(What the task requires) Transcribe every record in full, keeping it exactly the same.

(Information supplied)
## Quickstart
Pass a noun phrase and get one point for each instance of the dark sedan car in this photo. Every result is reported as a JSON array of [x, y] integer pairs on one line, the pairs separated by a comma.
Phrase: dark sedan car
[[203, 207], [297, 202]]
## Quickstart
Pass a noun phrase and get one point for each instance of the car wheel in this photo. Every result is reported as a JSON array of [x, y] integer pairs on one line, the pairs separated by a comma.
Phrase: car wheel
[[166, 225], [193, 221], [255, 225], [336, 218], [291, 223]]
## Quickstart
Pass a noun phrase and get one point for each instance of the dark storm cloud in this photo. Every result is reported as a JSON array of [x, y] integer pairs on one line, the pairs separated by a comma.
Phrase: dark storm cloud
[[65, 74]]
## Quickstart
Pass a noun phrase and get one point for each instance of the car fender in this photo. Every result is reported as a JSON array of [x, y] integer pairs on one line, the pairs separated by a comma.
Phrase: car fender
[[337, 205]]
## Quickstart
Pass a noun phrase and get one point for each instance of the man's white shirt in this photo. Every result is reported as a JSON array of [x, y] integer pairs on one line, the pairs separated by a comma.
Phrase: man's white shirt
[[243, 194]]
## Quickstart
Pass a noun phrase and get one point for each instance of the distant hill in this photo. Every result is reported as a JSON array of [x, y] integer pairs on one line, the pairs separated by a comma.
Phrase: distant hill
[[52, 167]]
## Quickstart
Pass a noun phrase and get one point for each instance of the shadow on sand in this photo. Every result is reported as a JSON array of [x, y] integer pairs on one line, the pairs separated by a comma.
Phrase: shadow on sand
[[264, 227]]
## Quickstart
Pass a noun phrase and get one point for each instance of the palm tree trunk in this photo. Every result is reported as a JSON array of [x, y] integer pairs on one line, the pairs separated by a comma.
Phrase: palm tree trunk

(Solution for this exercise)
## Quickstart
Pass a noun phrase and get one point for each instance of the dark sedan car in this photo. Every result is reported as a JSON array of [x, y] integer pairs on one line, the pairs separated by a comma.
Phrase: dark sedan car
[[203, 207], [297, 202]]
## Quickstart
Pass a noun phrase and get one point for each instance of the car wheel in this photo. Every result is reported as a JSON array of [x, y] integer pairs on one line, the pairs separated by a comma.
Phrase: car wheel
[[166, 225], [193, 221], [255, 225], [336, 218], [291, 223]]
## Quickstart
Pass a noun phrase and get one point for each instance of the dark storm cloud in this photo. Every result is reported as a JSON array of [x, y] integer pairs on one line, the pairs separated by a comma.
Phrase: dark storm cloud
[[65, 74]]
## Quickstart
Pass a noun phrase and get one point for each instance of the car fender in this photo. Every result is reported as a JSON array of [x, y] integer pairs on one line, the pairs separated by a comma.
Phrase: car fender
[[337, 205]]
## Quickstart
Pass a noun phrase and get one point for each instance of the man's white shirt in this photo. Every result is reported as a JSON array of [x, y] integer pairs on one line, the pairs separated by a comma.
Phrase: man's white shirt
[[243, 194]]
## Quickstart
Pass a noun phrase and get one point for each instance of the distant hill in this photo. Every result is reported as a JSON array of [x, y] integer pairs on one line, the pairs separated by a comma.
Phrase: distant hill
[[52, 167]]
## Quickstart
Pass a noun phrase and get one point for each instance of the shadow on sand in this photo. Every result is reported as a JSON array of [x, y] integer pairs on one line, the pairs separated by a comma.
Phrase: shadow on sand
[[264, 227]]
## Quickstart
Pass a noun phrase and get one point for each instance of the palm tree trunk in this photo. Every result is reported as a JSON array of [x, y] integer pairs on one line, the pairs separated by a comma.
Phrase: palm tree trunk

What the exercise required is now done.